─── DOCUMENT EXCERPT ───
It should be understood that, although the terms first, second, third etc. may be used herein to describe various elements, components, regions, layers and/or sections, these elements, components, regions, layers and/or sections should not be limited by these terms. These terms are only used to distinguish one element, component, region, layer or section from another element, component, region, layer or section. Thus, a first element, component, region, layer or section discussed below could be termed a second element, component, region, layer or section without departing from the teachings of the invention.

In order to more clearly illustrate the embodiments of the invention or the technical solutions in the prior art, the following description will explain the specific embodiments of the invention with reference to the accompanying drawings. It is evident that the drawings in the following description are only examples of the invention, from which other drawings and other embodiments can be obtained by a person skilled in the art without inventive effort.

In one embodiment, as shown in FIG. 1, the method of working condition sensitivity analysis and data processing for parameter identification comprises the following steps.

At step S101, obtaining a voltage data set of electrochemical model parameters in the reference voltage interval according to the selected reference voltage interval.

Specifically, step S101 comprises step 1 of selecting voltage data under a high-sensitivity working condition for training the neural network through a dq dv-v curve, where q is an electric quantity (i.e., charge capacity of a battery), v is a voltage, dq is a change of the electric quantity and dv is a change of the voltage, dq dv is a slope (inclination degree) of the electric quantity change vs the voltage change.

The larger the dq/dv data is, the larger the change of the electric quantity of the battery at the voltage is, and the higher the inclination degree (slope) of the battery at the voltage value on the corresponding q-v curve is. The smaller the dq-dv data is, the smaller the change in the electric quantity of the battery at the voltage is, and the smaller the inclination degree (slope) of the battery at the voltage value on the corresponding q-v curve is. Since the neural network is trained by the voltage, a reference voltage interval [v_min, v_max] containing a largest value of dq dv is selected according to the dq dv-v curve. One or more intervals of the voltages may be selected. It should be understood that the notation of “[A, B]”, used in the disclosure, refers to a data range of A-B, including A at the beginning and B at the end of the range.

S101 further comprises step 2 of acquiring a data set of the training neural network.

The lithium battery electrochemical model relates to dozens of physical parameters. Of them, only part of the physical parameters have influence on the output voltage of the model under the constant current working condition. Such parameters can be defined as high-sensitivity parameters, and the rest of the parameters having influence on the output voltage of the model under the high-rate or dynamic working condition are defined as low-sensitivity parameters. By adjusting the high-sensitivity parameters within a reasonable range of the battery model parameters, voltage data of the battery of this type within a selected voltage interval under a certain working condition can be generated through the electrochemical model.

It should be noted that the data may be combined with actual operation data of the battery to generate a richer and more realistic data set.
─── DATASET ENTRIES ───
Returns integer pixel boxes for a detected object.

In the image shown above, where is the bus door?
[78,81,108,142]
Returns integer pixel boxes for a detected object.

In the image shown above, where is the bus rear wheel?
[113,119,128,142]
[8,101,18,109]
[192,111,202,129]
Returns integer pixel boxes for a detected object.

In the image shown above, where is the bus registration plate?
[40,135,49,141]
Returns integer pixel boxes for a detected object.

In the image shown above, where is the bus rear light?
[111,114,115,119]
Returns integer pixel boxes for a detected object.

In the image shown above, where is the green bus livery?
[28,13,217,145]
───
- [DIRECTIVE] Condense the paragraph beginning "The lithium battery electrochemical model relates" from the excerpt on battery parameter identification into a short bulleted list that keeps its main facts.

- [OUTPUT OF THE EXERCISE]
- The lithium battery electrochemical model involves dozens of physical parameters.
- High-sensitivity parameters are the part of these that influence the model's output voltage under the constant current working condition.
- Low-sensitivity parameters are the rest, which influence the output voltage under high-rate or dynamic working conditions.
- Adjusting the high-sensitivity parameters within a reasonable range lets the electrochemical model generate voltage data for that battery type within a selected voltage interval under a certain working condition.